→ Yönerge
Sofular köyü hakkındaki metne göre köyün bağlı olduğu ilçeyi yazın.

→ Verilen metin
»»

Bu gün yolum adını Türkmen oymağı anlamına gelen SOFU’DAN alan Kırşehir’irin Kaman ilçesine bağlı SOFULAR köyüne düştü.
Kısaca Kırşehir’ de hak etmediği halde siyasetin cilvesiyle bir yerlere gelmiş, iş yapmaktan korkan, elini suya sabuna dokunmayan, bir teklif sunduğunuzda senin üzerine vazife mi diyen bilgisiz, kapasitesiz, iş yapma ve bitirme cesaretinden uzak, mızmız ve uyuz zatların dediği gibi üzerime vazife olmayan bir konuyu gündeme getirerek küçük bir yanlışlığı düzeltmek için Sayın Kırşehir Valimiz İbrahim Akın’ a seslenmek istiyorum.
Tabi yazılarımı benden başka kimsenin okumadığı iddiasında olduğum için inşallah içerisine girdiğimiz 2020 yılıyla birlikte birkaç kişi okumaya başlar, yazımdan Sayın Valimiz İbrahim Akın’ ı haberdar ederler, Sayın Valimizde bu konu için gerekli girişimlerde bulunur ümidini taşıyorum.

««

→ Veri bölümü
»»

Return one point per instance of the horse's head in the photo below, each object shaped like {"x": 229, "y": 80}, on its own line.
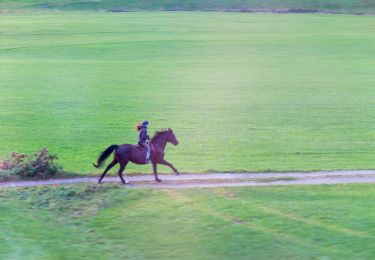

««

→ Çözüm
Kırşehir'in Kaman ilçesi.